• Work instructions:
The full set of entries is to be printed exactly, with pictures excluded.
........
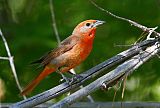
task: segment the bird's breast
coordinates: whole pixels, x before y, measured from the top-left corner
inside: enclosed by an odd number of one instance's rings
[[[90,54],[92,50],[92,43],[79,43],[74,46],[71,52],[69,52],[70,55],[70,64],[71,65],[78,65],[82,61],[84,61],[88,55]]]

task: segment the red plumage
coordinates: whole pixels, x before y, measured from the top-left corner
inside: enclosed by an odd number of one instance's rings
[[[36,77],[22,92],[31,92],[39,82],[47,75],[59,69],[60,72],[68,72],[70,69],[79,65],[90,54],[96,27],[104,21],[86,20],[78,24],[71,36],[61,42],[61,45],[41,57],[34,63],[40,63],[44,70]]]

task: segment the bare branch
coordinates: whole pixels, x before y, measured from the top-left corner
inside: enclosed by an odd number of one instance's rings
........
• Completed task:
task: segment the bird's breast
coordinates: whole pixels, x before y, measured from the top-left corner
inside: enclosed by an odd number of one instance's rings
[[[90,54],[92,50],[92,43],[79,43],[74,46],[71,52],[69,52],[70,55],[70,64],[71,65],[78,65],[82,61],[84,61],[88,55]]]

task: segment the red plumage
coordinates: whole pixels, x before y, measured from the top-left corner
inside: enclosed by an odd number of one instance's rings
[[[36,77],[22,92],[31,92],[39,82],[47,75],[59,69],[60,72],[68,72],[70,69],[79,65],[90,54],[96,27],[104,21],[86,20],[78,24],[71,36],[61,42],[61,45],[41,57],[34,63],[40,63],[44,70]]]

task: segment the bare branch
coordinates: whole pixels, x before y, measured from the top-left corner
inside: enclosed by an odd number of one instance's rings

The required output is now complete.